| Document excerpt |
◆ ◆ ◆

Data management: Capturing the data you really need

Data management: Capturing the data you really need

Madison, Wis. – Data classification modeling can be an integral part of any data storage strategy, but it’s an exercise that may involve as much emotion as it involves hardheaded business trade-offs.
How organizations classify different sets of data, distinguishable by value and age and legal (think e-discovery) factors, is part of an unavoidable business discussion when setting the policies and processes that guide data-archiving decisions.
Given the stress on computing systems, the relative affordability of storage, and the eagerness of physicians to defend professional reputations, there will be tough decisions in the healthcare realm.

Phil Loftus

In the view of healthcare CIOs like Aurora Health Care’s Phil Loftus, the sheer volume of data entering healthcare computer networks from picture archiving systems and electronic medical records will require periodic prioritization, or classification, exercises.

◆ ◆ ◆

| Data extract |
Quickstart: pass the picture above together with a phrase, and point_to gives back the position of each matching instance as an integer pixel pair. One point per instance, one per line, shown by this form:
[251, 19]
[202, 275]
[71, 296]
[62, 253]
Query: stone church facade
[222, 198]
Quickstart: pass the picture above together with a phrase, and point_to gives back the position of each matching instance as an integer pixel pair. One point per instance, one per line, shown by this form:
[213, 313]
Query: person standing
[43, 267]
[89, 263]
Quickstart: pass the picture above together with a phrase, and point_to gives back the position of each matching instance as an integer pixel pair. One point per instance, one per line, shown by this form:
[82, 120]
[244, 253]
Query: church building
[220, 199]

◆ ◆ ◆

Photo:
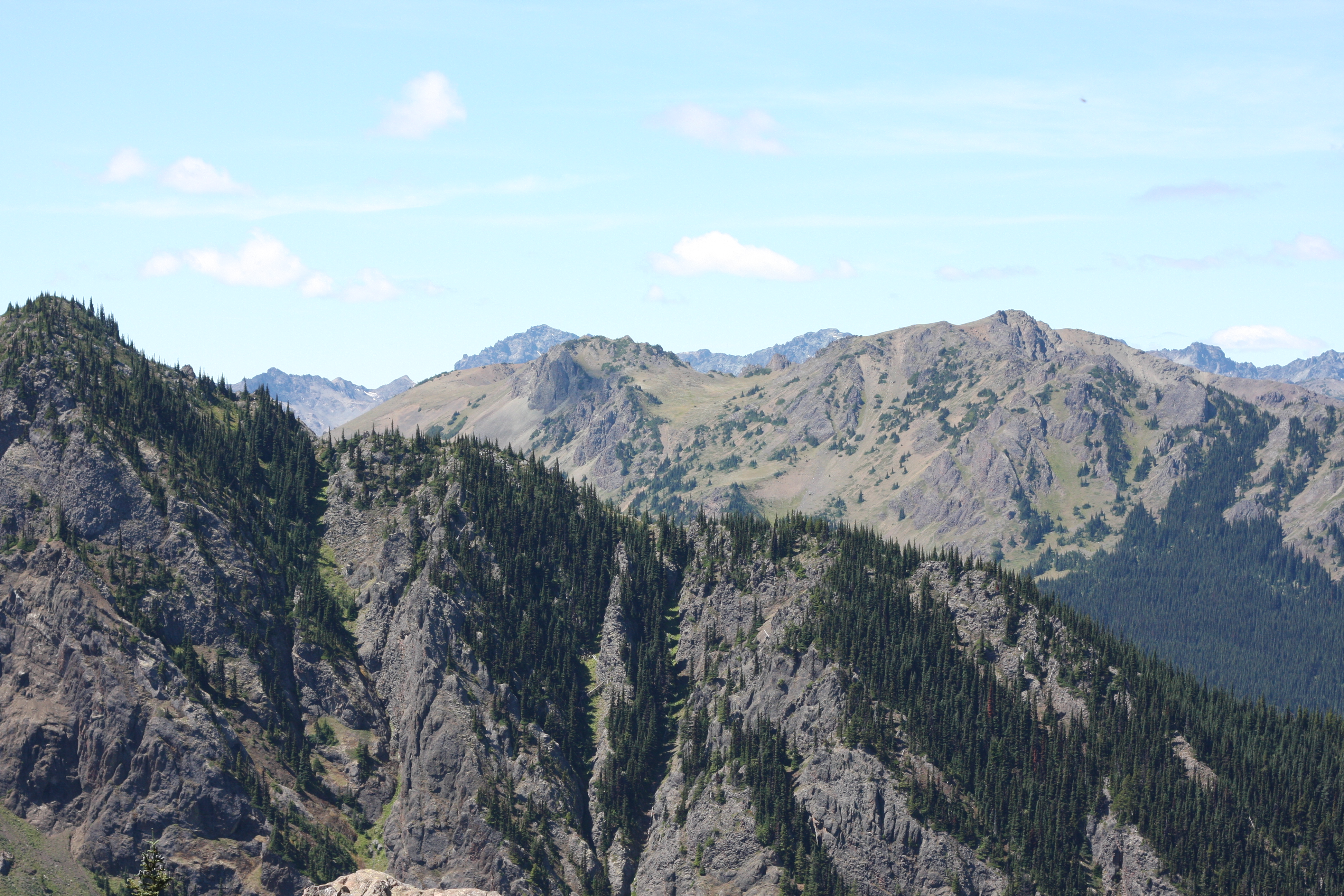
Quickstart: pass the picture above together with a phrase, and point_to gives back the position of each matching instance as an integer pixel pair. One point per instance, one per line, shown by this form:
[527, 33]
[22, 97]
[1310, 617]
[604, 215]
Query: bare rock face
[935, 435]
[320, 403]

◆ ◆ ◆

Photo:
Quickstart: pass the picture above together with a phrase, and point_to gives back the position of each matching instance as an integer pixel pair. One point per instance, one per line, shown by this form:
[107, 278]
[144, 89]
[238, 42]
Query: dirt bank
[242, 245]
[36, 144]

◆ ◆ ◆

| Task list |
• 1. Can you reproduce the data management article word for word from "Madison, Wis. –" to "guide data-archiving decisions."?
• 2. Would you carry on the data management article from the point where it stops?
You won't need any of the lines.

| Answer set |
• 1.
Madison, Wis. – Data classification modeling can be an integral part of any data storage strategy, but it’s an exercise that may involve as much emotion as it involves hardheaded business trade-offs.
How organizations classify different sets of data, distinguishable by value and age and legal (think e-discovery) factors, is part of an unavoidable business discussion when setting the policies and processes that guide data-archiving decisions.

• 2.
That’s because best practices never really stop developing. “What we are beginning to do is rethink what you really want in clinical record retention in the electronic age,” Loftus said. “The old maxim that all data is good and more data is better is not a good maxim.
“You have to think about what data you really want to capture and how long you should retain what you capture.”
Degrees of separation
John Barto carries the title “healthcare evangelist” with Sun Microsystems, but his advice on storage can apply to any business organization with established business processes.
“I think data must be classified based on how it’s used in your workflow,” he said. “It involves balancing the cost of keeping instant access versus its value in terms of workflow. Is the image of a broken arm from two years ago really that important in an emergency department?”
Vendors have competing versions of an approach that separates the main data system, which holds immediate critical data, from the storage system. Barto characterized it as more of a “policy-based model,” and the advantages of this model are that it requires thought leadership in the development of business processes, and it provides the flexibility to expand storage separately from the main data system.
In the healthcare realm, the policy discussion might pertain to a situation where an X-ray is taken by a 64-slice imaging machine, and the physician only uses three of those slices to make a diagnosis. That begs the following question: Are the 61 unused slices automatically archived?
“The policy-based model is integrated with business processes,” Barto said. “The policy is defined by the institution and it determines the value of data by type. You have to classify data in terms of where it should reside in various stages of its life cycle.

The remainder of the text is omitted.